* OBJECTIVE *
Render the data as a numbered list, from the start through the line that contains "<point>730,147</point>", with blank lines and pictures omitted.

* MATERIAL FOR THIS TASK *
* start *
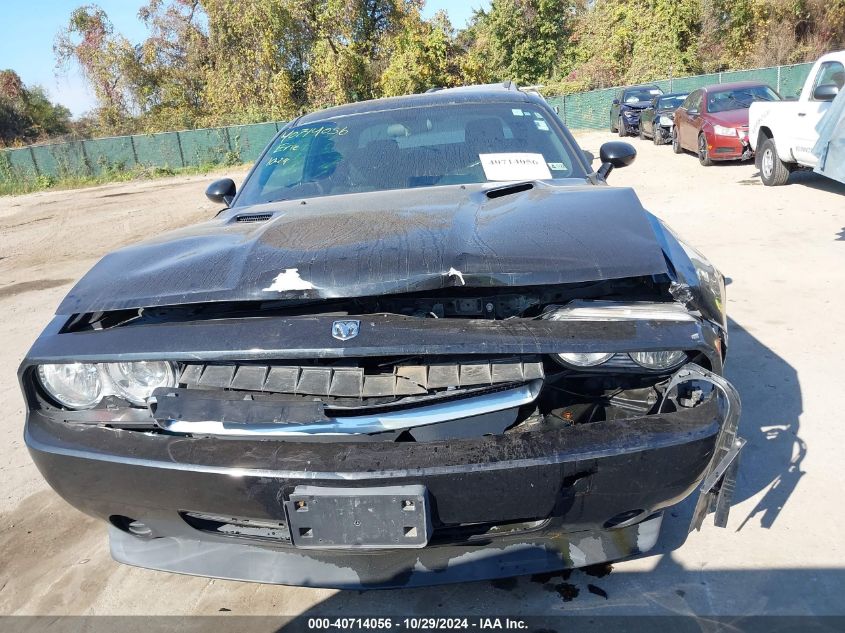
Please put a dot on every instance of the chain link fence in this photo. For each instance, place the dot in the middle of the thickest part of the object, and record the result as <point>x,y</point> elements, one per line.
<point>243,143</point>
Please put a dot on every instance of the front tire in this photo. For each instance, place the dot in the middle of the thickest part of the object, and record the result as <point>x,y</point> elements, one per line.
<point>703,152</point>
<point>773,171</point>
<point>676,142</point>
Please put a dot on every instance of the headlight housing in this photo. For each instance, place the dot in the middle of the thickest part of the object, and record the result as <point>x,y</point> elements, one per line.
<point>721,130</point>
<point>135,381</point>
<point>73,385</point>
<point>83,385</point>
<point>660,359</point>
<point>585,359</point>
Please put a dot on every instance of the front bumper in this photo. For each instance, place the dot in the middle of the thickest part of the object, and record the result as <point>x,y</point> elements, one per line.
<point>554,499</point>
<point>730,147</point>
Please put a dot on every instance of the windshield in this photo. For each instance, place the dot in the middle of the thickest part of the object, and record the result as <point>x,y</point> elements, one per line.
<point>671,102</point>
<point>412,147</point>
<point>635,95</point>
<point>739,98</point>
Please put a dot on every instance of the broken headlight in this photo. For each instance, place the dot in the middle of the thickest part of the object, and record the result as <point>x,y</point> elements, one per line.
<point>585,359</point>
<point>661,359</point>
<point>136,381</point>
<point>83,385</point>
<point>74,385</point>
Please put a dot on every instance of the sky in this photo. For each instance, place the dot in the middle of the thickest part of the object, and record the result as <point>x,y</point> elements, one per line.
<point>26,45</point>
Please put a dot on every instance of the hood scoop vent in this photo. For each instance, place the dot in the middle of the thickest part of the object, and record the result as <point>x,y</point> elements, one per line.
<point>508,190</point>
<point>253,217</point>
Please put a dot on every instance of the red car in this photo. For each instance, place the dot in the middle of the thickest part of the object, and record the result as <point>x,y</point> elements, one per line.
<point>713,121</point>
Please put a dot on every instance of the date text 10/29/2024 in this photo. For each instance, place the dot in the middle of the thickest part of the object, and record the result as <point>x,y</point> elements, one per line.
<point>417,624</point>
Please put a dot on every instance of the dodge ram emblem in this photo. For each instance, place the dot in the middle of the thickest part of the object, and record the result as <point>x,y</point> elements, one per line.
<point>345,330</point>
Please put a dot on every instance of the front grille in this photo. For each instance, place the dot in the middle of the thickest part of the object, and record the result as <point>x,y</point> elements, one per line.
<point>359,382</point>
<point>253,217</point>
<point>260,529</point>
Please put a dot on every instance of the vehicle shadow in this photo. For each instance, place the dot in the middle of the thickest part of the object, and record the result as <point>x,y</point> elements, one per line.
<point>814,181</point>
<point>771,467</point>
<point>771,460</point>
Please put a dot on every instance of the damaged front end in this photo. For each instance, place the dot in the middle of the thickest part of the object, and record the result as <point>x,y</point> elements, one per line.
<point>399,440</point>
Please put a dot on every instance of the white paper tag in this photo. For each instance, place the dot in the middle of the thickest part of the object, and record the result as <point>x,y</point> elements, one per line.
<point>515,166</point>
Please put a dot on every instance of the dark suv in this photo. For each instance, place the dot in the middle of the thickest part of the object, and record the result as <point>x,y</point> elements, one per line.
<point>627,105</point>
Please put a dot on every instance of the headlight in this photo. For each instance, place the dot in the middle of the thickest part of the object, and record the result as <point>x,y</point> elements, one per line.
<point>663,359</point>
<point>585,359</point>
<point>721,130</point>
<point>136,381</point>
<point>83,385</point>
<point>75,385</point>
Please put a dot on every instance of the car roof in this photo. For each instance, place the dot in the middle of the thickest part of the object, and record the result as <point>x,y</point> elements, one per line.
<point>507,92</point>
<point>734,85</point>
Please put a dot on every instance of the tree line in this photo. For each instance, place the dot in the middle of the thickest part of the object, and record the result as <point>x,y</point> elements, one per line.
<point>217,62</point>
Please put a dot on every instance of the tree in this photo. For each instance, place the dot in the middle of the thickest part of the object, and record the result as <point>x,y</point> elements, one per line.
<point>423,56</point>
<point>107,61</point>
<point>170,78</point>
<point>26,113</point>
<point>523,40</point>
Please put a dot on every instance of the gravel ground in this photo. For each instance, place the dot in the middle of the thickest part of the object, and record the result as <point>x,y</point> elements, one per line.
<point>783,250</point>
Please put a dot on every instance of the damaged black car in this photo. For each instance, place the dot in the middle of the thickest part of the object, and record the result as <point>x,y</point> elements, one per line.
<point>424,342</point>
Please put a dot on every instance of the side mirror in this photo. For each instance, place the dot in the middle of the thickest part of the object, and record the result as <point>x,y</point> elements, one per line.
<point>826,92</point>
<point>221,191</point>
<point>615,154</point>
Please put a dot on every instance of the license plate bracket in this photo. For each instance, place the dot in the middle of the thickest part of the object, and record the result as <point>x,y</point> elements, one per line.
<point>384,517</point>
* end *
* WORKED ANSWER *
1. Please put a dot on every instance of the chain link fence in this photo. For each instance, place the dot in the middle of the thickest part of the object, and record the result as <point>x,y</point> elements, one per line.
2. <point>243,143</point>
3. Please put a dot on every instance of the front tire in this photo. For each instance, place the dot in the middle of the thickest part of the object, and record the result as <point>x,y</point> elements, one per line.
4. <point>703,152</point>
5. <point>773,171</point>
6. <point>676,142</point>
7. Please put a dot on every instance of the headlight housing in this photo. For each instance, place the dot in the middle of the thickest part of the object, and record the result as <point>x,y</point> elements, one per line.
8. <point>721,130</point>
9. <point>135,381</point>
10. <point>73,385</point>
11. <point>83,385</point>
12. <point>660,359</point>
13. <point>585,359</point>
14. Please put a dot on every instance of the front bumper in this photo. For each instance, place the dot in the middle of the thickest part of the object, and record the result as <point>x,y</point> elements, one per line.
15. <point>554,499</point>
16. <point>730,147</point>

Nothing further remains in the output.